- _INSTRUCTIONS FOR THE TASK_:
Starting at the line with "Find bare arm." in it, reproduce each line below through the last one, exactly, and include nothing else.

Items listed in a dataset:

· · ·

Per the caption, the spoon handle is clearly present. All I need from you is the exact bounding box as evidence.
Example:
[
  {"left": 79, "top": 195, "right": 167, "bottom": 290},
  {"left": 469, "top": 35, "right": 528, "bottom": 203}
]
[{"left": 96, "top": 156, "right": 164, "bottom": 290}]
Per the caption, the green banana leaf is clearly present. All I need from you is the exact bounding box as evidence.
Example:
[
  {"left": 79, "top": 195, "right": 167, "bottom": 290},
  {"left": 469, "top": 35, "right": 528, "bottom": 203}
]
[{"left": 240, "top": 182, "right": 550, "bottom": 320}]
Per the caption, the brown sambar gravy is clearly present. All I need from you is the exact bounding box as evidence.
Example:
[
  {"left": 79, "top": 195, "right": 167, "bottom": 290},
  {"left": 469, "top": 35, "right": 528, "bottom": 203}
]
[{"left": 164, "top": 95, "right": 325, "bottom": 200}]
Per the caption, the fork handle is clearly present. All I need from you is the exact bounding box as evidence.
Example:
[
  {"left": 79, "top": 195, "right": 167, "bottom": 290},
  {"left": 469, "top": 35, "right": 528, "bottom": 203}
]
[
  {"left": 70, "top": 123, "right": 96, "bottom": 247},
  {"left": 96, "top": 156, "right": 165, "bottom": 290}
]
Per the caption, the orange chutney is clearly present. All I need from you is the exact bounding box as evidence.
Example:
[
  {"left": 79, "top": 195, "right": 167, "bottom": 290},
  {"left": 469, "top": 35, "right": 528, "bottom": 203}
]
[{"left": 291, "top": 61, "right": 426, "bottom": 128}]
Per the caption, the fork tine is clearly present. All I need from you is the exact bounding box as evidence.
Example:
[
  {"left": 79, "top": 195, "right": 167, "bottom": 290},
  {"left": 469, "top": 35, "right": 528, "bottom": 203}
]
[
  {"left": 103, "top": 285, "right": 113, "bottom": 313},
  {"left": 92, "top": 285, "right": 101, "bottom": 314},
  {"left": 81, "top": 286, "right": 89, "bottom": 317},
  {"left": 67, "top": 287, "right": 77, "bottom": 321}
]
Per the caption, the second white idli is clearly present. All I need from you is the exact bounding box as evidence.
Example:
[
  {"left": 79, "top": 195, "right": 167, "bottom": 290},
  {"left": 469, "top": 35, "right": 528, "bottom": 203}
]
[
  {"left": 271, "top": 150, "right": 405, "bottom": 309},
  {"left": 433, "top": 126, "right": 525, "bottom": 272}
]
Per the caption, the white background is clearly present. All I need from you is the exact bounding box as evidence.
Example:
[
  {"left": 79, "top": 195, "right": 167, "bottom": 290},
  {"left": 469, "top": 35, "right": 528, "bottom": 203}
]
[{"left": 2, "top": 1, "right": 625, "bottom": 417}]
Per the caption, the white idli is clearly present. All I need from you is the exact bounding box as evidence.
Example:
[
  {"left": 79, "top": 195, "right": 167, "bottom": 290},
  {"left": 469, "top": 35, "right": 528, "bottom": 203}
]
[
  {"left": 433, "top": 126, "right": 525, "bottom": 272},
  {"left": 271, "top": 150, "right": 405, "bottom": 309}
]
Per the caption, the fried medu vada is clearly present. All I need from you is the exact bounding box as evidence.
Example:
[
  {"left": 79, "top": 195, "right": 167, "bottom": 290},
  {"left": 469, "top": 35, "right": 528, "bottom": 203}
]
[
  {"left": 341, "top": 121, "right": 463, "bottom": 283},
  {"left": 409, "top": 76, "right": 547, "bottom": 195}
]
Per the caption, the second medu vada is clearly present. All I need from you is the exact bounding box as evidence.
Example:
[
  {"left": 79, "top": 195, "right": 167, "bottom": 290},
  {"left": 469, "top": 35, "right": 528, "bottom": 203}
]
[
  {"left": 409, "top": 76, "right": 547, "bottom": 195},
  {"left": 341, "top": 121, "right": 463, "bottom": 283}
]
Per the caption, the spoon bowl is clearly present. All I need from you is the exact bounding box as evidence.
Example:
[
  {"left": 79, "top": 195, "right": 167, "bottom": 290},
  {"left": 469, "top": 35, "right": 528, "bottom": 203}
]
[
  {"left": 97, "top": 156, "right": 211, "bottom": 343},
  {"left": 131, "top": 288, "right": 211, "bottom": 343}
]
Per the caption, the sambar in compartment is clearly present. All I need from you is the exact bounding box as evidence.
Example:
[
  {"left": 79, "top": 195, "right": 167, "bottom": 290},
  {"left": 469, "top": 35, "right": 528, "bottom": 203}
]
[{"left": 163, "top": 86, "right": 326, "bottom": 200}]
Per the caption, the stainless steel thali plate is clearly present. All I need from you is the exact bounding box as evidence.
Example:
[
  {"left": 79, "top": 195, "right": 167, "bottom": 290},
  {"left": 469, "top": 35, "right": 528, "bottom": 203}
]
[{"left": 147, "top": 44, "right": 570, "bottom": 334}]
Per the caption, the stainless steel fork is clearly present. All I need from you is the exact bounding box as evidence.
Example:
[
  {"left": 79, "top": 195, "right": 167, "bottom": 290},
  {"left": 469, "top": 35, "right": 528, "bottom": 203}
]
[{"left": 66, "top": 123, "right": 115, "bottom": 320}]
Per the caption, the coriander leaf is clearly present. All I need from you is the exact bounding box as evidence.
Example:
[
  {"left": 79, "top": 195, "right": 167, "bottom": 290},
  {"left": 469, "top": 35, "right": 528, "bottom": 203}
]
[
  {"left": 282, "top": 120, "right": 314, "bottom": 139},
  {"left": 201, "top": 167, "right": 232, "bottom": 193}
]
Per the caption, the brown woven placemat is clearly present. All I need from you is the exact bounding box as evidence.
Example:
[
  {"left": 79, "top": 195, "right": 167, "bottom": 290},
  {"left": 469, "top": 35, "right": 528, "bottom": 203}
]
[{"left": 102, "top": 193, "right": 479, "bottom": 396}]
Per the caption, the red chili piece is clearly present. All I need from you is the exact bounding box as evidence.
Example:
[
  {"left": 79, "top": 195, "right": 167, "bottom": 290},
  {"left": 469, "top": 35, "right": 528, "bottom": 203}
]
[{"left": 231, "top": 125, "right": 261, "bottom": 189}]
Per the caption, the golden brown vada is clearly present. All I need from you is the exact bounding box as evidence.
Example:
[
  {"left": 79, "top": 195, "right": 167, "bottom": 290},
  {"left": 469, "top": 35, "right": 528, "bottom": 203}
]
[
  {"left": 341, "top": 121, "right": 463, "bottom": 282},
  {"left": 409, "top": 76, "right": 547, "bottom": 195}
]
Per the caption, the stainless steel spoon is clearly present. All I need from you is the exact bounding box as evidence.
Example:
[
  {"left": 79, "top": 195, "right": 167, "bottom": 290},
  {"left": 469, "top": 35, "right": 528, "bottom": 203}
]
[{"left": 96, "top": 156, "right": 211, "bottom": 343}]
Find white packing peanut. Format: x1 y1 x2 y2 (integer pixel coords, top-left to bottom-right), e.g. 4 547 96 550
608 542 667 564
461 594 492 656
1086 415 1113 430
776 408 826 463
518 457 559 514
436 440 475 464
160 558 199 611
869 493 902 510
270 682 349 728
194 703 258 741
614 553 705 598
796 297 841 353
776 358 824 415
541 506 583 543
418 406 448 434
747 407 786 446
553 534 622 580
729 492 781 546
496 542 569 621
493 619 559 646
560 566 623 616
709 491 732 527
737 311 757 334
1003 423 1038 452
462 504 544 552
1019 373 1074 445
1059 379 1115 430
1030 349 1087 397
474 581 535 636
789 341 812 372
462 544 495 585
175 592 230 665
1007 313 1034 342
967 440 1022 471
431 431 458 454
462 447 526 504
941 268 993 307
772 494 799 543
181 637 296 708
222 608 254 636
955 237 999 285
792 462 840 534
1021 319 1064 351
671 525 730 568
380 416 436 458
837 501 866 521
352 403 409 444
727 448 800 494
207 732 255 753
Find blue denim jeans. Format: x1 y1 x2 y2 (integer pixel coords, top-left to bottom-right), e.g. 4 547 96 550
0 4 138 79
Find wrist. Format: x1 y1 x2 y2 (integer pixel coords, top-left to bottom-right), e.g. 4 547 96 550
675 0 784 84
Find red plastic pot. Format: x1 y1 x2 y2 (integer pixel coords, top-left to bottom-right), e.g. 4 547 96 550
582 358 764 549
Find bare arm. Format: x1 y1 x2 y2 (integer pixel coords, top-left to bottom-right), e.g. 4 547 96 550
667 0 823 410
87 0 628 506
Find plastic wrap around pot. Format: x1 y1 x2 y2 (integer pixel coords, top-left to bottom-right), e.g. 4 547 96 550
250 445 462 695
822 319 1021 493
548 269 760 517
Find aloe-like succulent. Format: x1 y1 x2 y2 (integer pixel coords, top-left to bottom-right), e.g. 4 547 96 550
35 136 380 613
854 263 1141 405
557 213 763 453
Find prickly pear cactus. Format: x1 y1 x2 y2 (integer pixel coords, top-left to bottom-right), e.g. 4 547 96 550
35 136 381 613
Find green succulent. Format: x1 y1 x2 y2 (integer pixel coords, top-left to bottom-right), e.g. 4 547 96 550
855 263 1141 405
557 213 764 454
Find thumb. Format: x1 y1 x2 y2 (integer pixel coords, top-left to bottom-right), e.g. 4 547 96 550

· · ·

- _TASK ANSWER_:
Find bare arm. Format: x1 y1 x2 y2 (integer pixel coords, top-left to bottom-right), e.g. 4 547 96 550
667 0 823 410
87 0 628 506
Find plastic wrap around pot. Format: x1 y1 x2 y2 (integer pixel coords, top-left to bottom-right), e.g. 4 547 96 550
250 445 462 695
822 319 1021 493
548 269 760 517
Find aloe-like succulent. Format: x1 y1 x2 y2 (integer pixel coords, top-left to bottom-right), e.g. 4 547 96 550
35 136 380 613
854 263 1141 405
557 213 763 453
Find prickly pear cactus. Format: x1 y1 x2 y2 (integer pixel coords, top-left to bottom-right), e.g. 4 547 96 550
35 136 381 613
Find green succulent. Format: x1 y1 x2 y2 (integer pixel coords, top-left to bottom-right), e.g. 4 547 96 550
855 263 1141 405
557 213 764 454
Find thumb. Format: x1 y1 x2 y2 (integer pixel coords, top-left to bottom-right), e.g. 4 547 96 550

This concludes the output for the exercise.